## Aufgabenstellung
Wiederhole zeichengetreu alles vom Anfang der Datensätze bis hinunter zur Zeile mit „[137,40,331,110]“, diese eingeschlossen.

## Aufgelistete Datensätze
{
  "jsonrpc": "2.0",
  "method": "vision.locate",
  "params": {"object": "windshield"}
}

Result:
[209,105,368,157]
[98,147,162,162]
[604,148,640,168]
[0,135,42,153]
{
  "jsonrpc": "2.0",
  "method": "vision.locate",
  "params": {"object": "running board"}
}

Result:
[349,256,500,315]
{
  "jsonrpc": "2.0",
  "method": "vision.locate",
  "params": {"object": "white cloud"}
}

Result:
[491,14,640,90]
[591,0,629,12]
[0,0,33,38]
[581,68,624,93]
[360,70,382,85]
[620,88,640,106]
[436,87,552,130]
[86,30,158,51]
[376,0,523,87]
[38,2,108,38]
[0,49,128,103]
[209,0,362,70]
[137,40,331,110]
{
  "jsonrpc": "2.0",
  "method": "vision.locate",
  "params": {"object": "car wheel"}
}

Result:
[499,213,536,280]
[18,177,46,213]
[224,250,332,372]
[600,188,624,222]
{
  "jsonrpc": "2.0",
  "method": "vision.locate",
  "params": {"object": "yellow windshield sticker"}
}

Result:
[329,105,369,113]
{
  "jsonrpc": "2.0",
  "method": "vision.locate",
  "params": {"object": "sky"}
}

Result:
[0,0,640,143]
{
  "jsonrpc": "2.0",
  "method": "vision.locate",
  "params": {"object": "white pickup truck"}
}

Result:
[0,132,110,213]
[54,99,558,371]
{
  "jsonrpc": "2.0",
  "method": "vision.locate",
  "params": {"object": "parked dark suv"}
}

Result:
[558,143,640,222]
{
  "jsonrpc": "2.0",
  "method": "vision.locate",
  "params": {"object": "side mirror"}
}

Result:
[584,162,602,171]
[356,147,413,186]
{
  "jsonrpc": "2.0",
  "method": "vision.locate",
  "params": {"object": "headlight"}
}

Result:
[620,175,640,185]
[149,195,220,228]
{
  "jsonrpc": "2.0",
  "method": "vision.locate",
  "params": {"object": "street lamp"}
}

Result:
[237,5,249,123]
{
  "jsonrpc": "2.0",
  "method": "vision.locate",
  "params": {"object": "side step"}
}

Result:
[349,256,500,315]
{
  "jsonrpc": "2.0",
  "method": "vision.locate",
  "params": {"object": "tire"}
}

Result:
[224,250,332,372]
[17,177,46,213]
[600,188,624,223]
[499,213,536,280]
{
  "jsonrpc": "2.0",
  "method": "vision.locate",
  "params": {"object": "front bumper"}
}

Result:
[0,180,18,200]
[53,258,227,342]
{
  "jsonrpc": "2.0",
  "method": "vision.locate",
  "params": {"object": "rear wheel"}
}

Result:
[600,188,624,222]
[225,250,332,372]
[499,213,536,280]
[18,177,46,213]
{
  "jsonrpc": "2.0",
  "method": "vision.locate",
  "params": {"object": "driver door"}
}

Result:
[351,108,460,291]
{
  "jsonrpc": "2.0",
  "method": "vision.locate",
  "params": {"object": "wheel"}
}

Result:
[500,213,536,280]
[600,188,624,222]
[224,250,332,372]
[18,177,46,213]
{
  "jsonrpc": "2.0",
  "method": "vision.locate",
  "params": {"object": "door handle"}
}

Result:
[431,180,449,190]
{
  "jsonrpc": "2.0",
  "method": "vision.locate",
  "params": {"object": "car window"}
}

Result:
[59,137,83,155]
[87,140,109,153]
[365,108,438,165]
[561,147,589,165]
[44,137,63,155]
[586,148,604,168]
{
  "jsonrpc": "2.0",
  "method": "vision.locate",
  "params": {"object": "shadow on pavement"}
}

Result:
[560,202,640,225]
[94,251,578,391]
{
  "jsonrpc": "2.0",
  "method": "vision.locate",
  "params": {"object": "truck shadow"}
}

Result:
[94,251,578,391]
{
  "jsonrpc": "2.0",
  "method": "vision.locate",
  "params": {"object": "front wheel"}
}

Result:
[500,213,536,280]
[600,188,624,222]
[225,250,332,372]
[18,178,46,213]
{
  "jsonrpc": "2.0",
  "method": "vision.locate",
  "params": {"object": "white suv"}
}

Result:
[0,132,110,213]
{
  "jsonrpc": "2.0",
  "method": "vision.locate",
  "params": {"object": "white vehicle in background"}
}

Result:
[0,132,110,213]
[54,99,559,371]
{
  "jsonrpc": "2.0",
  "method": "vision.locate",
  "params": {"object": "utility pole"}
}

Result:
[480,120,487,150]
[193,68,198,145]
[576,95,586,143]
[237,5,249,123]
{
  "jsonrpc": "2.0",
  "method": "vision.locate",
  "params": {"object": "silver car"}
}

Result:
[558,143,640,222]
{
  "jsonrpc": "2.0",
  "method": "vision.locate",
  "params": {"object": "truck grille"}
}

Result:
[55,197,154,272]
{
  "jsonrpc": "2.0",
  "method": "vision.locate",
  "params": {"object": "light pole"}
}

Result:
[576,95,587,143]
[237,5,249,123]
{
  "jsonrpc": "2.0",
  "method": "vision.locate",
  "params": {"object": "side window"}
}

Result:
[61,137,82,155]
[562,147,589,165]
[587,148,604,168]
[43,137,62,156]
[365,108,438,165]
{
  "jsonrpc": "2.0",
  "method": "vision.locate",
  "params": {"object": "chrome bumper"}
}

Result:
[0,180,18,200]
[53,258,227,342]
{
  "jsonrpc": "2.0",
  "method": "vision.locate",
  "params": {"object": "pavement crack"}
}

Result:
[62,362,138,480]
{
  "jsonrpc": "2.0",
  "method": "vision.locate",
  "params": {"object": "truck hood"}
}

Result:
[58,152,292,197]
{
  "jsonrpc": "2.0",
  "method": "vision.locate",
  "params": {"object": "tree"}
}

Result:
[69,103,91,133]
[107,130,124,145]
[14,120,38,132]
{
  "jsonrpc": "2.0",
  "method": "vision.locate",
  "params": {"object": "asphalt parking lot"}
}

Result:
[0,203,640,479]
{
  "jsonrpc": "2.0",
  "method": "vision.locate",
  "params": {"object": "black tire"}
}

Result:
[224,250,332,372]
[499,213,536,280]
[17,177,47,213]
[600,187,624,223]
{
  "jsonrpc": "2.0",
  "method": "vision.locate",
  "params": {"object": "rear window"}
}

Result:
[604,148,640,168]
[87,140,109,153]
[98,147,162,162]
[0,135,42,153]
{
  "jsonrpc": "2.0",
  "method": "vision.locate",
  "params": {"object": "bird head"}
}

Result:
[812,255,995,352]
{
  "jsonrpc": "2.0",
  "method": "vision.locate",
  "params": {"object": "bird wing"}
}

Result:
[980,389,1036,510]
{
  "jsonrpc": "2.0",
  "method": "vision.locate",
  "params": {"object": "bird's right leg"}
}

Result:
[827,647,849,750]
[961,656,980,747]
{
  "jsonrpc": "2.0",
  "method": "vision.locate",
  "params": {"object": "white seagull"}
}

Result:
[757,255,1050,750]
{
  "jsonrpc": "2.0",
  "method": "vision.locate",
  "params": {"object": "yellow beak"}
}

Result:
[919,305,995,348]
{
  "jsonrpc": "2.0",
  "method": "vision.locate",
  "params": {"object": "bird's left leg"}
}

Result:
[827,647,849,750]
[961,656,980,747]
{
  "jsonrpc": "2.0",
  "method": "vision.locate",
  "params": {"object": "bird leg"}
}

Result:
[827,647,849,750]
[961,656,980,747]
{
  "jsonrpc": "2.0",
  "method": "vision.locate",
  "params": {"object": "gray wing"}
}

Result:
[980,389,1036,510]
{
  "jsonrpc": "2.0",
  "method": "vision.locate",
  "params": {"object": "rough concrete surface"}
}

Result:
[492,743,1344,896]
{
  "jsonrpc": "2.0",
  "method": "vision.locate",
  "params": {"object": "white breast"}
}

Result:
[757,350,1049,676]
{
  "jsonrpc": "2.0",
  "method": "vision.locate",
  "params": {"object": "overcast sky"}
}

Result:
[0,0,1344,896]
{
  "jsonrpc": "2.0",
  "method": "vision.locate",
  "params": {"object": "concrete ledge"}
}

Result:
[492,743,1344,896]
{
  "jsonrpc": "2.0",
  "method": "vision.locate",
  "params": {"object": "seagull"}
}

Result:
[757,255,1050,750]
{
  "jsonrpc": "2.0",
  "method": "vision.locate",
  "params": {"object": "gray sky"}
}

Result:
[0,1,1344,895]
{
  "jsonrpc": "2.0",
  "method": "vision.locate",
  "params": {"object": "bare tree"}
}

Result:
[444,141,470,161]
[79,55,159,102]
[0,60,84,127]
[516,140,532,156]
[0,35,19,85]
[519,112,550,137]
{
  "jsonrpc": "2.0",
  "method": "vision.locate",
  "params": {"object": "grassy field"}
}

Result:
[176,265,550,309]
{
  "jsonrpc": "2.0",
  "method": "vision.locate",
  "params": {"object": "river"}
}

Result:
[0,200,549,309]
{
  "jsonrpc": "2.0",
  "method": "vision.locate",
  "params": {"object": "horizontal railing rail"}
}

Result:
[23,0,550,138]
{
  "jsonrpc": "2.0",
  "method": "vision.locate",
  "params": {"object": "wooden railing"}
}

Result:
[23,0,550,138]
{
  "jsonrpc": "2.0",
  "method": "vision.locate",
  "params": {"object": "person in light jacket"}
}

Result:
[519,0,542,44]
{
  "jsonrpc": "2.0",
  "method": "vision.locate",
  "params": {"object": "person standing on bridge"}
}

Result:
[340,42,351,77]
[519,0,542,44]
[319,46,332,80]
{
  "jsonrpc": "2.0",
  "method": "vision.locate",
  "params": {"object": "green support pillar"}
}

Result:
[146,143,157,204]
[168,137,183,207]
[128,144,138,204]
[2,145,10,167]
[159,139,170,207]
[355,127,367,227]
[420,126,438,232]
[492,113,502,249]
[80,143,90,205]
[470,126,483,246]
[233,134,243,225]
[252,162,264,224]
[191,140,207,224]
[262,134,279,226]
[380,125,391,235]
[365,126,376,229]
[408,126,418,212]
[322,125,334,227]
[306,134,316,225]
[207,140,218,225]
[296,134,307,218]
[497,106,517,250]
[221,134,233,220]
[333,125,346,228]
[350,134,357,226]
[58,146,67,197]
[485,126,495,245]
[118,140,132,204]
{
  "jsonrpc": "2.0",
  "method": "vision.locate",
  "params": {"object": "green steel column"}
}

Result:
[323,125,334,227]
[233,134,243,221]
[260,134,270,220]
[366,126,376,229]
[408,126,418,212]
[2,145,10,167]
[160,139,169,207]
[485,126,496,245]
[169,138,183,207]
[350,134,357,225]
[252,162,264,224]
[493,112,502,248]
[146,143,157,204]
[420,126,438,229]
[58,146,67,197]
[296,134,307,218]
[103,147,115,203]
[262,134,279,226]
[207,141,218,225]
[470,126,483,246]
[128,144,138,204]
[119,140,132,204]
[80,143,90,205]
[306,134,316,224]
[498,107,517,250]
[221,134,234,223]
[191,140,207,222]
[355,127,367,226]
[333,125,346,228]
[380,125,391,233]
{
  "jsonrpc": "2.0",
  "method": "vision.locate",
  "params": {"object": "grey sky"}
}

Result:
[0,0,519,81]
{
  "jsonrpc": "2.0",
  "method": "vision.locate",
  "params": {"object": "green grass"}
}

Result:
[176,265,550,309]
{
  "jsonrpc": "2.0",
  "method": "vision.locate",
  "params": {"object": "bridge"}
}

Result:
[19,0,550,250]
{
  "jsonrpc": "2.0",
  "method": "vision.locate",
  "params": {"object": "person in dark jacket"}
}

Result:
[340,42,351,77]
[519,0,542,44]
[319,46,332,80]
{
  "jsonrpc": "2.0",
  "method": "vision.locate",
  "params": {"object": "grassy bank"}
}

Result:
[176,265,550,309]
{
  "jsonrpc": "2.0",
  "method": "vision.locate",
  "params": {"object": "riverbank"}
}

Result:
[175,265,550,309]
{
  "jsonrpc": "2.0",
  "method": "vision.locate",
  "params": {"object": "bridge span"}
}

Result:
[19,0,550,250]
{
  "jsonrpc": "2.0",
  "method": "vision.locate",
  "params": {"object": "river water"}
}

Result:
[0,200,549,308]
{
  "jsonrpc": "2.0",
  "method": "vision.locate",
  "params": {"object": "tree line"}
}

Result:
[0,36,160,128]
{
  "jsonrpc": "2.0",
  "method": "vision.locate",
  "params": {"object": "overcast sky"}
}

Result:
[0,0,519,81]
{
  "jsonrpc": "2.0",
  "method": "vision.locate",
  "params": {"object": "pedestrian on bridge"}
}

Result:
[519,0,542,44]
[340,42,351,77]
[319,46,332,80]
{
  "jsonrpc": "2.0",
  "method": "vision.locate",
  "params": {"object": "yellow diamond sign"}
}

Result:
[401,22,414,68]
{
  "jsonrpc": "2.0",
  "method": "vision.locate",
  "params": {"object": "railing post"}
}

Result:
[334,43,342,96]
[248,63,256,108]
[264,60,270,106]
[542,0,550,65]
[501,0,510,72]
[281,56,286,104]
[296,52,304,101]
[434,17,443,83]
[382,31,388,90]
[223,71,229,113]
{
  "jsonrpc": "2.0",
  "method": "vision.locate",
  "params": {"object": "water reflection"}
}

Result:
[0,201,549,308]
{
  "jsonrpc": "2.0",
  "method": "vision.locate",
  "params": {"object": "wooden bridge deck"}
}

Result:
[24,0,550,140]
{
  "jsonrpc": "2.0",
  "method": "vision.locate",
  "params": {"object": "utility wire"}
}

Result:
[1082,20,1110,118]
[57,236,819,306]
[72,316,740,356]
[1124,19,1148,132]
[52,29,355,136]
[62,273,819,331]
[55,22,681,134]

## Lösung der Aufgabe
{
  "jsonrpc": "2.0",
  "method": "vision.locate",
  "params": {"object": "windshield"}
}

Result:
[209,105,368,157]
[98,147,162,162]
[604,148,640,168]
[0,135,42,153]
{
  "jsonrpc": "2.0",
  "method": "vision.locate",
  "params": {"object": "running board"}
}

Result:
[349,256,500,315]
{
  "jsonrpc": "2.0",
  "method": "vision.locate",
  "params": {"object": "white cloud"}
}

Result:
[491,14,640,90]
[591,0,629,12]
[0,0,33,38]
[581,68,624,93]
[360,70,382,85]
[620,88,640,106]
[436,87,552,130]
[86,30,158,51]
[376,0,523,87]
[38,2,108,38]
[0,49,128,103]
[209,0,362,70]
[137,40,331,110]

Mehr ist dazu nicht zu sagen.